YOUR TASK: Practice item. Set the material below down again exactly, with no pictures.
++++++
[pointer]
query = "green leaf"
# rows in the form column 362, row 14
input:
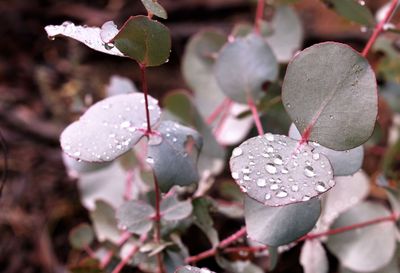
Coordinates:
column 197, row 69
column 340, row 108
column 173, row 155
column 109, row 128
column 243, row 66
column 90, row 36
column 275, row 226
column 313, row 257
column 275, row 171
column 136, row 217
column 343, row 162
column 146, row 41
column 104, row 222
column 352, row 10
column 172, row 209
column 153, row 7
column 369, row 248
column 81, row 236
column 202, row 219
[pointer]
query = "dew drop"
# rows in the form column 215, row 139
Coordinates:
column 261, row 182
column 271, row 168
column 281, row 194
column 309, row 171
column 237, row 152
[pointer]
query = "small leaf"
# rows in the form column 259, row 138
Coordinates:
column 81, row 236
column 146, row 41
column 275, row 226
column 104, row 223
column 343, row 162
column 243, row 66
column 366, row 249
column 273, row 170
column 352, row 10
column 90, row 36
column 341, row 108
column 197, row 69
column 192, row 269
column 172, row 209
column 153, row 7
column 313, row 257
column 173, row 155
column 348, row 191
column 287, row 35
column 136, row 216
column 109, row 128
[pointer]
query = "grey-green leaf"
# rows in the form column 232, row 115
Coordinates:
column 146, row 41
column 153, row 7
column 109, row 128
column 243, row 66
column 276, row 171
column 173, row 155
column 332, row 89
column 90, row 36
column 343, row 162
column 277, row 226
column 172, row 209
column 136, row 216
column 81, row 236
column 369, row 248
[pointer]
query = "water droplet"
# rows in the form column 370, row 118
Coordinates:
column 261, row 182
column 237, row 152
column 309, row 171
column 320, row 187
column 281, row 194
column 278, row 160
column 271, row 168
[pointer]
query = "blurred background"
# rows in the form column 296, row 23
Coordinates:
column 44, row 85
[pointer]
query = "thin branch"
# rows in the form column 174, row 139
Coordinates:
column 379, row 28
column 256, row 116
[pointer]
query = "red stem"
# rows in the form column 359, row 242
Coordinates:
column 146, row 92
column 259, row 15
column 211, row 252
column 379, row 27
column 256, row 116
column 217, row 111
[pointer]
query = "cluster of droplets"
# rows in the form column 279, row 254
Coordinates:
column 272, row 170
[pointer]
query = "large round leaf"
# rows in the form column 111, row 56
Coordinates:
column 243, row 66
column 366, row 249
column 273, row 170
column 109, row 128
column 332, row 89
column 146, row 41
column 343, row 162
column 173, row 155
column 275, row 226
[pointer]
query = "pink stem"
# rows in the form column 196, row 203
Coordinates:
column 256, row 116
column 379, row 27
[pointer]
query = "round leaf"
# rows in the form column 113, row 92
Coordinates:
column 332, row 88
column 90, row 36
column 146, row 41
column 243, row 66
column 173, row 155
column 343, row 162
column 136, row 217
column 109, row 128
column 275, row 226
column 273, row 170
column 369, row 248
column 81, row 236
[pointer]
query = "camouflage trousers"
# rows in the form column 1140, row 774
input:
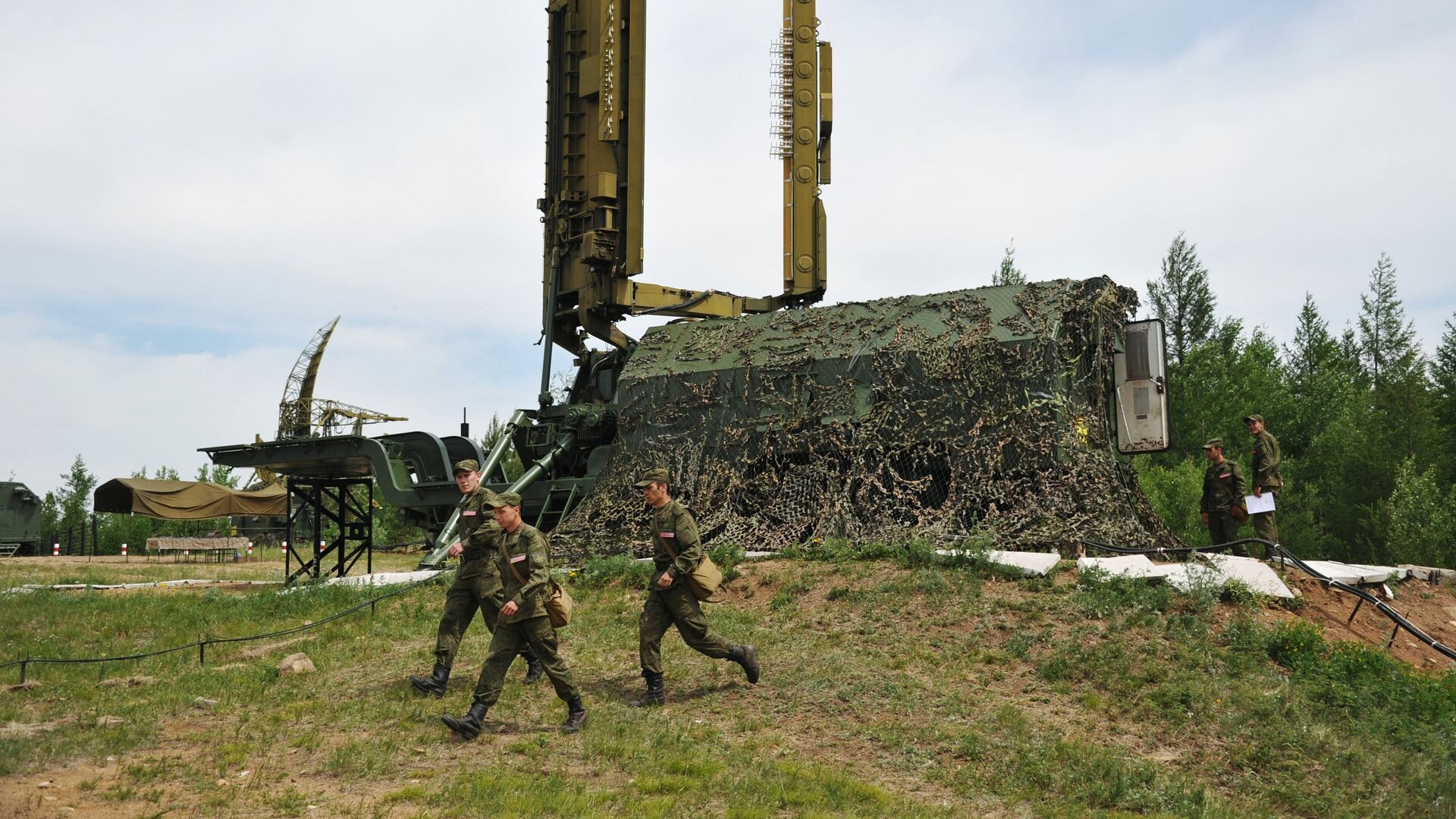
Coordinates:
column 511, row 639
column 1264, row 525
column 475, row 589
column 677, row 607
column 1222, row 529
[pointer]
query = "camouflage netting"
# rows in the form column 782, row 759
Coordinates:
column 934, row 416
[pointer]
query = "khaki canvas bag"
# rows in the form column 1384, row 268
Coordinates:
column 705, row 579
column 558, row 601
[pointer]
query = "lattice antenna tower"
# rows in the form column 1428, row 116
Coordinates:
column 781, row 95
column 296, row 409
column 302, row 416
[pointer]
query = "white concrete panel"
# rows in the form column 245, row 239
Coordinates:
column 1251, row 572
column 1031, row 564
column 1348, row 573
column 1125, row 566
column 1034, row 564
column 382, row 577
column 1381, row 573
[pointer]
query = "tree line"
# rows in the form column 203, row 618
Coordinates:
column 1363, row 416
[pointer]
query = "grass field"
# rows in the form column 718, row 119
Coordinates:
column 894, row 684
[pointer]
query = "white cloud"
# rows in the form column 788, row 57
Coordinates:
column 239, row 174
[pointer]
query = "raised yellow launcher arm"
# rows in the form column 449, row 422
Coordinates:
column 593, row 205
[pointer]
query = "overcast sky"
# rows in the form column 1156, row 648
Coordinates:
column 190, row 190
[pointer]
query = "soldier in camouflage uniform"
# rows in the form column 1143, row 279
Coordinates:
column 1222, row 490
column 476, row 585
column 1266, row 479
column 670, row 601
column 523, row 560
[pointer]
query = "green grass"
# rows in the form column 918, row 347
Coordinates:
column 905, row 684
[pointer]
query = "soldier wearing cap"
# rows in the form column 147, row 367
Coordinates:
++++++
ANSWER TO THIS EXERCISE:
[pointer]
query = "green leaf"
# rows in the form column 362, row 14
input:
Coordinates:
column 197, row 69
column 340, row 108
column 173, row 155
column 109, row 128
column 243, row 66
column 90, row 36
column 275, row 226
column 313, row 257
column 275, row 171
column 136, row 217
column 343, row 162
column 146, row 41
column 104, row 222
column 352, row 10
column 172, row 209
column 153, row 7
column 369, row 248
column 81, row 236
column 202, row 219
[pointer]
query = "dew drop"
# rows in the form column 215, row 139
Coordinates:
column 261, row 182
column 271, row 168
column 281, row 194
column 309, row 171
column 237, row 152
[pointer]
query = "small leaf"
# rows in the form column 259, row 138
Coordinates:
column 81, row 236
column 146, row 41
column 275, row 226
column 104, row 223
column 343, row 162
column 243, row 66
column 366, row 249
column 273, row 170
column 352, row 10
column 90, row 36
column 341, row 108
column 197, row 69
column 192, row 269
column 172, row 209
column 153, row 7
column 313, row 257
column 173, row 155
column 348, row 191
column 287, row 35
column 136, row 216
column 109, row 128
[pointer]
query = "grey-green leaf"
# rows in the form column 232, row 115
Coordinates:
column 146, row 41
column 153, row 7
column 109, row 128
column 243, row 66
column 276, row 171
column 173, row 155
column 332, row 89
column 90, row 36
column 343, row 162
column 277, row 226
column 172, row 209
column 136, row 216
column 81, row 236
column 369, row 248
[pointer]
query = "water droplet"
# rows in the form column 370, row 118
Coordinates:
column 261, row 182
column 237, row 152
column 309, row 171
column 320, row 187
column 281, row 194
column 278, row 160
column 271, row 168
[pointer]
query = "blurred background"
# rows in the form column 296, row 23
Coordinates:
column 44, row 85
[pointer]
query = "thin branch"
# rows in the form column 174, row 139
Coordinates:
column 379, row 28
column 256, row 116
[pointer]
query = "red stem"
# rows in the form column 359, row 242
Coordinates:
column 146, row 92
column 259, row 15
column 211, row 252
column 379, row 27
column 256, row 116
column 217, row 111
[pointer]
query = "cluster of droplets"
# rows in the form column 279, row 254
Coordinates:
column 272, row 170
[pointer]
query = "large round leaf"
# rows in the form column 111, row 56
Coordinates:
column 243, row 66
column 366, row 249
column 273, row 170
column 109, row 128
column 332, row 89
column 146, row 41
column 343, row 162
column 173, row 155
column 275, row 226
[pointer]
query = "pink stem"
# rows in the form column 196, row 203
Coordinates:
column 256, row 116
column 379, row 27
[pointer]
query = "round leaf"
# rows in the form column 113, row 92
Coordinates:
column 332, row 88
column 90, row 36
column 146, row 41
column 243, row 66
column 173, row 155
column 343, row 162
column 136, row 217
column 109, row 128
column 275, row 226
column 273, row 170
column 369, row 248
column 81, row 236
[pointer]
query = "camouflage trousers"
# rows in the form column 1140, row 774
input:
Coordinates:
column 511, row 639
column 1264, row 525
column 475, row 589
column 677, row 607
column 1222, row 529
[pointer]
query = "camouflage netting"
# rows in the form column 782, row 759
Coordinates:
column 934, row 416
[pointer]
query = "khaki canvas bag"
# rows in the form column 1384, row 268
Coordinates:
column 705, row 579
column 558, row 601
[pointer]
query = "lattice antenna tower"
# rows in the form column 1428, row 116
Coordinates:
column 781, row 95
column 296, row 409
column 302, row 416
[pointer]
query = "white concrete panel"
# rows in the form column 245, row 239
Coordinates:
column 1251, row 572
column 1031, row 564
column 1348, row 573
column 1125, row 566
column 1034, row 564
column 382, row 577
column 1381, row 573
[pointer]
query = "tree line"
# rows in the form column 203, row 618
Coordinates:
column 1363, row 416
[pointer]
query = "grass field"
# rows in the form column 718, row 119
Coordinates:
column 894, row 684
[pointer]
query = "white cloud"
# rows in the form column 788, row 57
Coordinates:
column 239, row 174
[pointer]
query = "raised yellow launcher arm"
# rows in the form column 449, row 422
Coordinates:
column 593, row 205
[pointer]
query = "overcast sky"
# rows in the form column 1156, row 648
Coordinates:
column 190, row 190
[pointer]
query = "soldier in camouflage uniform"
# rows in the form column 1143, row 279
Coordinates:
column 1222, row 490
column 476, row 585
column 1266, row 479
column 670, row 601
column 523, row 560
[pointer]
query = "green grass"
# rows in the form column 918, row 347
Coordinates:
column 905, row 684
[pointer]
query = "soldier wearing cap"
# rows in the form column 147, row 367
Coordinates:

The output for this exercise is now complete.